Une fois de plus, optons pour une approche simple du problème. Même si nous luttons contre cette tendance, nous cédons souvent à la tentation de penser, ou du moins d'évoquer, l'identité culturelle comme une notion figée. Nous parlons ainsi de l'identité comme d'une possession, d'un patrimoine, d'un bienfait résultant d'une longue tradition établie, d'une continuité avec le passé. C'est notre manière de penser face à l'inquiétude de voir la mondialisation menacer nos identités culturelles locales, ou quand nous affirmons qu'il est nécessaire de protéger les identités culturelles, comme s'il s'agissait d'un précieux 'trésor' anthropologique. C'est également pour cela que nous avons tendance à concevoir l'identité comme une chose intrinsèquement fragile, un trésor que l'on peut perdre. Pourtant, tandis que nous exprimons ces anxiétés nous admettons que les cultures sont robustes, fluctuantes, perméables et changeantes au fil de l'histoire, et nous réalisons que l'identité est une construction sociale, non pas une ‘chose’ statique mais une expérience en perpétuelle évolution.

Nous pouvons nous libérer de ces confusions en abordant l'identité d'une manière très différente, non plus comme une catégorie culturelle et psychologique, mais comme une catégorie sociale formelle générée par la nature même de la vie moderne. En effet, une des caractéristiques propres de la modernité est la tendance à générer ces catégories formelles. Envisagées de cette manière, les identités culturelles ne sont pas des objets d'un patrimoine ancien mais plutôt des inventions spécifiquement modernes. Elles sont des modes institutionnels d'organisation et de réglementation des pratiques et imaginations culturelles par lesquelles nous percevons notre condition existentielle, nos relations personnelles et notre attachement à un lieu ou à une communauté.

▸ **Données fournies**:
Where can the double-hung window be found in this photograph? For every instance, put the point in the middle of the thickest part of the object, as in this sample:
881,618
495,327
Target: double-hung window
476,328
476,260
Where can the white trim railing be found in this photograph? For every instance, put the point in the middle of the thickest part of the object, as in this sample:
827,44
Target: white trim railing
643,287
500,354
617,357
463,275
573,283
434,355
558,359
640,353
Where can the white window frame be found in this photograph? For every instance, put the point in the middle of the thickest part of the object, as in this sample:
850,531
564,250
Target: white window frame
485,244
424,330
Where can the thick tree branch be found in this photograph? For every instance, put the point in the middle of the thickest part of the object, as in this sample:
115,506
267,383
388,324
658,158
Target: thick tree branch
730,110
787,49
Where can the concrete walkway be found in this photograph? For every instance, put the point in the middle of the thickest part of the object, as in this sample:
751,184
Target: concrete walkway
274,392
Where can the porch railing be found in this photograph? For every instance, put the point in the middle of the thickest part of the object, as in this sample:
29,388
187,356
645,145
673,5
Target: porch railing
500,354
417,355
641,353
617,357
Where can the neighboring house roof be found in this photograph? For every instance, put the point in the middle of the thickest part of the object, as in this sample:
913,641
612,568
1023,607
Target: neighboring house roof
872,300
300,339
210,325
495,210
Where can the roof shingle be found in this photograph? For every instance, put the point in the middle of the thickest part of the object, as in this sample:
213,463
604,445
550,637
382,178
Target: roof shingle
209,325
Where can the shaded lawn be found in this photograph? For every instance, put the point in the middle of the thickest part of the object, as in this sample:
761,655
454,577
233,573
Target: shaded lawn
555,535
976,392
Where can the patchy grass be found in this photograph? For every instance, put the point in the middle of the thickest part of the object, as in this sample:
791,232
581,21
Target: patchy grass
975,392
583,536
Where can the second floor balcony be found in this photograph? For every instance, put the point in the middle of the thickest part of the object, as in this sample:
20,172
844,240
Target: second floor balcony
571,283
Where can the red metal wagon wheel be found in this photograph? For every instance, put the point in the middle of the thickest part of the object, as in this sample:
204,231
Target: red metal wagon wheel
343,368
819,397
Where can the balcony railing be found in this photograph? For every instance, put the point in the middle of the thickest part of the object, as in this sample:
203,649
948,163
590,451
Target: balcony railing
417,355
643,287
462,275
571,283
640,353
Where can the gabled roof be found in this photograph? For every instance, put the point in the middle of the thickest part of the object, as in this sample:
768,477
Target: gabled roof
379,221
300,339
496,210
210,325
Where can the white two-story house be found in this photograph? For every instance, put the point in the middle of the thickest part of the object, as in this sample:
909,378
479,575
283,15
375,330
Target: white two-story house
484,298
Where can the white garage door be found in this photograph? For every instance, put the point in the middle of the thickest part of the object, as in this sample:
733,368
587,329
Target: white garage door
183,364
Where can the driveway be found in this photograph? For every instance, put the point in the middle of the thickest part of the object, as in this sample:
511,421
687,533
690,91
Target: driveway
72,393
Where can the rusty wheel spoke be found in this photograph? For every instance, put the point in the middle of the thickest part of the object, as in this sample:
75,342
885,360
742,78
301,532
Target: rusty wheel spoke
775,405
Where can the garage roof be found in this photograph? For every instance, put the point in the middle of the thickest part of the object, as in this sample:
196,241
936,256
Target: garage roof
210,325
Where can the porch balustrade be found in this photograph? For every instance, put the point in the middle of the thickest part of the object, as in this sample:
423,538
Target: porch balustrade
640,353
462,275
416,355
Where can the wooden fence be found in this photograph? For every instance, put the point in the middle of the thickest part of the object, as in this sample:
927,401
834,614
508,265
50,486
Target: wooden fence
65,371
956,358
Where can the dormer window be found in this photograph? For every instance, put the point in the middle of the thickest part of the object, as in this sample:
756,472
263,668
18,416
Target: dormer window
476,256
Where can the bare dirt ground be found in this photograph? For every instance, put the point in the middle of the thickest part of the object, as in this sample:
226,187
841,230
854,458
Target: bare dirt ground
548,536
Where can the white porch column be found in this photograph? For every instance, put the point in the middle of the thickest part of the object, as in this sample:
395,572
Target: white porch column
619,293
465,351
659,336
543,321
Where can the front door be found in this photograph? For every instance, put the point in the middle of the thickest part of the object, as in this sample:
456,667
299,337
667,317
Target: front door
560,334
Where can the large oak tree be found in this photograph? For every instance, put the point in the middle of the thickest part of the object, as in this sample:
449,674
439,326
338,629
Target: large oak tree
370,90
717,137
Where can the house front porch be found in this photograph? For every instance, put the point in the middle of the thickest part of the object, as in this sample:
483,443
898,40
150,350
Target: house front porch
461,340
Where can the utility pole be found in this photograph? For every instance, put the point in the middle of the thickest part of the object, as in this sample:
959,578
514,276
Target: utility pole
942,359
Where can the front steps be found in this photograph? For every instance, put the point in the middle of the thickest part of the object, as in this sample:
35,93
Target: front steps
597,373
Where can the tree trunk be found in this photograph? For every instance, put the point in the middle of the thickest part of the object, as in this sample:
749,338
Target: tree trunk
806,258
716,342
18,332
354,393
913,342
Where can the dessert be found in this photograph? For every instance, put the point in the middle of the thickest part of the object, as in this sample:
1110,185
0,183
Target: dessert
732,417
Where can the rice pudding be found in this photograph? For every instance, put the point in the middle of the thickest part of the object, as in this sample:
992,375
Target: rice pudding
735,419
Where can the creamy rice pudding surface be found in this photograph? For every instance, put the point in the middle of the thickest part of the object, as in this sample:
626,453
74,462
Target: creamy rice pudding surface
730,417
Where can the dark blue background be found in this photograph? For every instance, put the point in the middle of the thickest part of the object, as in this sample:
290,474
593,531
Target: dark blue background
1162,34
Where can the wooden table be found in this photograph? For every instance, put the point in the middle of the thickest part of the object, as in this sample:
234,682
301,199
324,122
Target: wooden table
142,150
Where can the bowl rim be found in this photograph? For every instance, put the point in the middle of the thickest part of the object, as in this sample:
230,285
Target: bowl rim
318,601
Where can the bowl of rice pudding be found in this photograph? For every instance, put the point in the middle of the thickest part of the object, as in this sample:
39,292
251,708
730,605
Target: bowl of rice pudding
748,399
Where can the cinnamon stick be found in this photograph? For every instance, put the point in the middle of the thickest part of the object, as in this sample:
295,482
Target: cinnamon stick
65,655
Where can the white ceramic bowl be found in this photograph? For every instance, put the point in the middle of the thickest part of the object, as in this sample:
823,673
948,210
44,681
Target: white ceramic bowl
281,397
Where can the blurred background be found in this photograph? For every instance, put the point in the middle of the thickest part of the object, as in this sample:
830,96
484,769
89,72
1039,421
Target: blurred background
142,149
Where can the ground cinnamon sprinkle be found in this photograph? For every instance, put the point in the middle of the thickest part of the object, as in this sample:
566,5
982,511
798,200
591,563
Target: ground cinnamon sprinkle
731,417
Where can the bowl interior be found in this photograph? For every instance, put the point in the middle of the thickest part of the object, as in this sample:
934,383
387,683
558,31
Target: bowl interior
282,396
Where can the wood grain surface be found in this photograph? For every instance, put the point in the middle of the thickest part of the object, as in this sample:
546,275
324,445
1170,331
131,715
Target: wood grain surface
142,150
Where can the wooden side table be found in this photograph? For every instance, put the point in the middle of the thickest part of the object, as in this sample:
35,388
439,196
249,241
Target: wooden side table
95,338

▸ **Série d'exercices**:
**1.** Indiquez si chacune des affirmations suivantes s'accorde avec le texte sur l'identité culturelle, en répondant par oui ou par non et en citant les mots du texte qui tranchent. (a) Le texte présente les cultures comme figées et immuables au fil de l'histoire. (b) Selon le texte, les identités culturelles sont des inventions spécifiquement modernes. (c) Le texte fait de la tendance à générer des catégories formelles une caractéristique de la modernité.
**2.** Poursuivez le texte sur l'identité culturelle à partir de sa dernière phrase.

▸ **Les réponses**:
**1.**
(a) Non : « les cultures sont robustes, fluctuantes, perméables et changeantes au fil de l'histoire ».
(b) Oui : « les identités culturelles ne sont pas des objets d'un patrimoine ancien mais plutôt des inventions spécifiquement modernes ».
(c) Oui : « une des caractéristiques propres de la modernité est la tendance à générer ces catégories formelles ».

**2.**
Il peut donc être utile d'envisager les identités comme des notions auto définies, pratiquement toujours à partir de différences à teneur politique: le sexe, la sexualité, la classe, la religion, la race et l'appartenance ethnique ou la nationalité. Certaines de ces différentiations existaient c’est évident bien avant l'avènement du modernisme, et d'autres, telles que la nationalité, sont des représentations plus ou moins modernes. Notez que si je dis que les identités sont essentiellement des catégories modernes, j'entends par là qu'elles sont modernes dans leur forme institutionnelle: par la manière dont elles sont publiquement reconnues, codifiées, réglementées et traitées dans la législation. Les sociétés modernes orchestrent notre expérience dans le cadre de limites tacites mais pourtant bien policées. Nous ‘vivons’ notre genre, notre sexualité, notre nationalité, etc. à l’intérieur de régimes institutionnels d'appartenance très définis. Avant l'avènement du modernisme, il y a certainement eu des formes plus amorphes et plus interdépendantes d'appartenance existentielle. Dans les sociétés modernes, ces intuitions érigées en évidences sont structurées suivant un canevas pour devenir ce que nous pourrions qualifier de ‘portefeuille’ d'identités. Et ces identités codifiées ont toutes des implications importantes pour nos opportunités dans la vie, notre place dans la société et notre bien-être matériel et psychologique. C'est de cette différentiation formelle, et non des données brutes de l'expérience, que la politique identitaire est née.

Tandis que le processus de mondialisation diffuse rapidement les institutions du modernisme dans toutes les cultures, il génère ces formes institutionnalisées d'appartenance culturelle, parfois dans des communautés où elles ne jouaient auparavant aucun rôle dans la vie culturelle traditionnelle. Cela nous permet de tirer une conclusion assez intéressante sur l'impact de la mondialisation, car loin de la détruire comme certains le pensent, cette dernière a peut-être été le moteur le plus notable de création et de prolifération des identités culturelles4. Nous pourrions même être amenés à tirer une conclusion paradoxale, c'est que le véritable danger de la mondialisation, comme l'attestent diverses flambées de violences ethniques, est qu'elle engendre un excès d'identité !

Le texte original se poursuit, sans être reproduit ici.